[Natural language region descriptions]
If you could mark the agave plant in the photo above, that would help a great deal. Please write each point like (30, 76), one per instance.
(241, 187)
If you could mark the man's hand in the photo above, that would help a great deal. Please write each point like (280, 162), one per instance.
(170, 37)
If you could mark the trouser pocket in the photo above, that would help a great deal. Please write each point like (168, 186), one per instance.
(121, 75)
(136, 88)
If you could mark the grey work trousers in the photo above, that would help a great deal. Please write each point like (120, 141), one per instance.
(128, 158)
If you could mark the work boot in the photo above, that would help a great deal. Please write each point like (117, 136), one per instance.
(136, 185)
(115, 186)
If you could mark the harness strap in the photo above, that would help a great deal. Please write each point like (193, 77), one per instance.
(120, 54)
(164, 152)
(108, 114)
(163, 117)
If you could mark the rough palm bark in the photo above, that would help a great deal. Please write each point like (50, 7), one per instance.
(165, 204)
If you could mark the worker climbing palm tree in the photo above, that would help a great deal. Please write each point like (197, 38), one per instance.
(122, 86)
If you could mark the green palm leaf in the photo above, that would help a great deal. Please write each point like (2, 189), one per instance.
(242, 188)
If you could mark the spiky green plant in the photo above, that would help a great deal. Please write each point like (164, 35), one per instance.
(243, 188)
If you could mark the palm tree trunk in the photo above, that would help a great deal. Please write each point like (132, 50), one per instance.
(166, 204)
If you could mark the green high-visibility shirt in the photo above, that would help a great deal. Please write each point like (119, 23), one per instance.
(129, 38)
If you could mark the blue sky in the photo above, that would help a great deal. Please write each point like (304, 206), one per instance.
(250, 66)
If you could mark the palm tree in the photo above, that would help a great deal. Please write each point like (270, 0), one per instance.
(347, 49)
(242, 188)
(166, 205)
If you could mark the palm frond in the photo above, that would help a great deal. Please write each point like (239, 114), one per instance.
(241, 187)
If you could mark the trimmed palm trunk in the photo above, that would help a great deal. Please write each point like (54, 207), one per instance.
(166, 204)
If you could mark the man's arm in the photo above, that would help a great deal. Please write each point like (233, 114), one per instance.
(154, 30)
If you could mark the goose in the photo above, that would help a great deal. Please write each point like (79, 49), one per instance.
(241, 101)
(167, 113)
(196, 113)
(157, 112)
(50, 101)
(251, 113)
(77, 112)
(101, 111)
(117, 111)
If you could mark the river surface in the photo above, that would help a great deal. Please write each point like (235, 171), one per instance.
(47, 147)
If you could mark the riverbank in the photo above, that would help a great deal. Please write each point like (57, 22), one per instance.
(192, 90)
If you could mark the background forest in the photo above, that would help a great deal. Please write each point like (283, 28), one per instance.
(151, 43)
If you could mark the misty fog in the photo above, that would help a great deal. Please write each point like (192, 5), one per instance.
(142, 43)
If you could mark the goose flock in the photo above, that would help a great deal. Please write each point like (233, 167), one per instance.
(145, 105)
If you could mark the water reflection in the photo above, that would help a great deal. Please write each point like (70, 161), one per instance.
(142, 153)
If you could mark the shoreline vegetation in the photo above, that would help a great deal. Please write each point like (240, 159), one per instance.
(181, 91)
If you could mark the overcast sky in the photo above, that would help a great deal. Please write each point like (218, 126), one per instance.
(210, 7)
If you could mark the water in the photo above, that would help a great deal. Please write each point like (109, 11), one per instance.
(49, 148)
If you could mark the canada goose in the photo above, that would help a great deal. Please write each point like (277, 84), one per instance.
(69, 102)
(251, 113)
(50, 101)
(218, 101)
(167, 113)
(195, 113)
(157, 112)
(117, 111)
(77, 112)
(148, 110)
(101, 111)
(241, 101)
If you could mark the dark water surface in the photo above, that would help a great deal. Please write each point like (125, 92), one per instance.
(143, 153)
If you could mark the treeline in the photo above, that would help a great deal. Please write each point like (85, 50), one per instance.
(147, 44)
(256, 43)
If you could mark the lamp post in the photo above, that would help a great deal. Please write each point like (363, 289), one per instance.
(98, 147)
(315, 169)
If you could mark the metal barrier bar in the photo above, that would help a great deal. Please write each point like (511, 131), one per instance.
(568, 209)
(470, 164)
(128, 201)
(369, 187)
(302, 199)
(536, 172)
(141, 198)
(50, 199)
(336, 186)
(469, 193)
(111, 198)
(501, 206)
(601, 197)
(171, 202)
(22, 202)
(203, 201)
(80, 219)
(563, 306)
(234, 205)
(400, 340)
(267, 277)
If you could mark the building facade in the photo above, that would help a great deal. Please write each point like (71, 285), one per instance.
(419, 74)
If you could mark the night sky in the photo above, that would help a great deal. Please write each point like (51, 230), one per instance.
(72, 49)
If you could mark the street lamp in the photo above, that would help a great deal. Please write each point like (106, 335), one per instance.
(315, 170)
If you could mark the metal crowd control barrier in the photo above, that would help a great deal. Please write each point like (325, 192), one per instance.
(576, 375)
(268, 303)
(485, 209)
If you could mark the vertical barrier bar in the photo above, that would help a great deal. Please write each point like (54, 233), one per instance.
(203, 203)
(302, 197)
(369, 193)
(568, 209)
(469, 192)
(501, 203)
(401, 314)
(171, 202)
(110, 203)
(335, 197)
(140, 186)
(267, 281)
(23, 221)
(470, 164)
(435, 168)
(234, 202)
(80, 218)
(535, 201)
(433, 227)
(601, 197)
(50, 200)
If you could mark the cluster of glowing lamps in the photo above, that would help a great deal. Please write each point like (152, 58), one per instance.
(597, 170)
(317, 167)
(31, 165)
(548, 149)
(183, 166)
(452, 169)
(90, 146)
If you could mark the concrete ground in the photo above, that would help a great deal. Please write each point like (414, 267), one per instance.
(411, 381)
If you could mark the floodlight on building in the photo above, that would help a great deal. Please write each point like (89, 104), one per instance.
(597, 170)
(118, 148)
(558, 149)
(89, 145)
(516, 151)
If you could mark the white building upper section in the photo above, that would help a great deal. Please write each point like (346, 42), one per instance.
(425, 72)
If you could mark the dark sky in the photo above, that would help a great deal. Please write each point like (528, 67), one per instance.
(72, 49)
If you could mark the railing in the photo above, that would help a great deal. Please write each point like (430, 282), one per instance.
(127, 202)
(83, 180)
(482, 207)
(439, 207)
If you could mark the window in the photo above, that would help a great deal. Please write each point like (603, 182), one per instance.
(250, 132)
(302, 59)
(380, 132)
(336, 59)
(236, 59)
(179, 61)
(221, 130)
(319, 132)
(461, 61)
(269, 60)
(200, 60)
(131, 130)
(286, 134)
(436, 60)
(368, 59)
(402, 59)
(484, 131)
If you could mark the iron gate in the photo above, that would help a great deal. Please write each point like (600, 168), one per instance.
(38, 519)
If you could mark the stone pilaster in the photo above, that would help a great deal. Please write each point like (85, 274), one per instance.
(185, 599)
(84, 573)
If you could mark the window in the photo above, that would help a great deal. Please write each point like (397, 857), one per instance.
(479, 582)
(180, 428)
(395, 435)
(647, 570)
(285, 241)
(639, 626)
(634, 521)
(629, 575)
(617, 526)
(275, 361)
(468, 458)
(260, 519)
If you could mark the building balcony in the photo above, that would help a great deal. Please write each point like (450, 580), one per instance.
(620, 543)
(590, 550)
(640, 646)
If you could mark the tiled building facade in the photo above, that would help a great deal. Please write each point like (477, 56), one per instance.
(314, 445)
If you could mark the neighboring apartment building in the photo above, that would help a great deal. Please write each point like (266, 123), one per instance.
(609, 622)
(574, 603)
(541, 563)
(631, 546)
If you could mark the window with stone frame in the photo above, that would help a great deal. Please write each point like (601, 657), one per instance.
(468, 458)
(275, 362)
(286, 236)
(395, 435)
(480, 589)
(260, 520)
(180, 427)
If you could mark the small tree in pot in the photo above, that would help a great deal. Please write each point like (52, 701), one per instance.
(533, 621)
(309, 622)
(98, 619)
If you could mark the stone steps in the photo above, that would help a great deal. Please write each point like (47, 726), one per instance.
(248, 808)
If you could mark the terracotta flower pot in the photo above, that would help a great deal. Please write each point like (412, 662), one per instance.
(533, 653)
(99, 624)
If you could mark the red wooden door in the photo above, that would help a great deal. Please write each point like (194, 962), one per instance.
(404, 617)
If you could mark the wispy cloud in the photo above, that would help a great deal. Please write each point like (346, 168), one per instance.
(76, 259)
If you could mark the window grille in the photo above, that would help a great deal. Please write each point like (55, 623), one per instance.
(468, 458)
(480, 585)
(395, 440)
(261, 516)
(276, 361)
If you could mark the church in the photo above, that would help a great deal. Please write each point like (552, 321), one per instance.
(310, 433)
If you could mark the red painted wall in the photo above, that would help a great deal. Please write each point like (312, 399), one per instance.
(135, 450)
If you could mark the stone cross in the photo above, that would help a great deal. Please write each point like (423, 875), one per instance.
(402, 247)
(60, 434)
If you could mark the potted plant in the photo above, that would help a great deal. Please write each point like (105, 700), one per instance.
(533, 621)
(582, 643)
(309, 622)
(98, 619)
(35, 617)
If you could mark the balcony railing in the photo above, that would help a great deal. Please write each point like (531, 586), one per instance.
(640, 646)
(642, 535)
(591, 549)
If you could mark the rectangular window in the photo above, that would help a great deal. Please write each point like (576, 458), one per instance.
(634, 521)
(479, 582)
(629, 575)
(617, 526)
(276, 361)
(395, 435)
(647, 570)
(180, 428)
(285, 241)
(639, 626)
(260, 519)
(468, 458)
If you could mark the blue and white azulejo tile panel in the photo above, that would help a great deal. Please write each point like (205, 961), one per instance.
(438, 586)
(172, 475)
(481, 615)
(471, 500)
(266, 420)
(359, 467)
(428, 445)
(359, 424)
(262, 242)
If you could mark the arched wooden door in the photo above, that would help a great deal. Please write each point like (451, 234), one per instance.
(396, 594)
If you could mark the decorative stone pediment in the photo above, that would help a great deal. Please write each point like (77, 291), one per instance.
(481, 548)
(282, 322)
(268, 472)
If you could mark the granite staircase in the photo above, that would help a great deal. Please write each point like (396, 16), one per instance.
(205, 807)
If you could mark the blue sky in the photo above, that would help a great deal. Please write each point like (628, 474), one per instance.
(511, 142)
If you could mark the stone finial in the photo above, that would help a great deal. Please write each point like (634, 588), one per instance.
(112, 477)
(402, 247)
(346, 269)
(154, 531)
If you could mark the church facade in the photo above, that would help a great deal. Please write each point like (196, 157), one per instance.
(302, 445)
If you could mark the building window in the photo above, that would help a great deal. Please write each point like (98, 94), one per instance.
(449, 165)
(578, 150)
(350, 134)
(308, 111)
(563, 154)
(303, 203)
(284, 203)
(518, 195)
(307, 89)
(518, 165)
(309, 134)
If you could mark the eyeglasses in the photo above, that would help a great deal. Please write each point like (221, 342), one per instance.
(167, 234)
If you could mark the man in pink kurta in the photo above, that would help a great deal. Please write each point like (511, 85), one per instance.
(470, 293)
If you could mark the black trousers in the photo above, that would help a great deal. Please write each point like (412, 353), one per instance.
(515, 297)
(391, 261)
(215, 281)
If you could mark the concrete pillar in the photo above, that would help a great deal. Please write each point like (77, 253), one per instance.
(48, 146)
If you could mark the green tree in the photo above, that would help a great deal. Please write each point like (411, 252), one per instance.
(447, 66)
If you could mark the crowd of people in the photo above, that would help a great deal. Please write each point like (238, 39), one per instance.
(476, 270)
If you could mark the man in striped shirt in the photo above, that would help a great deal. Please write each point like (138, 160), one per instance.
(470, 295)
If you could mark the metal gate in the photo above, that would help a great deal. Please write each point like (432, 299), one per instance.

■ Task requirements ■
The lines to return run from the one containing "If you could mark the man in striped" through the last line of the records above. Give them exactly and include nothing more.

■ Solution for this task ■
If you could mark the man in striped shirt in the photo above, that would help a great deal. Please write each point like (138, 160), one per instance.
(470, 295)
If you could mark the metal gate in the photo above, that would help a great deal. Please write each point like (432, 299), one per instance.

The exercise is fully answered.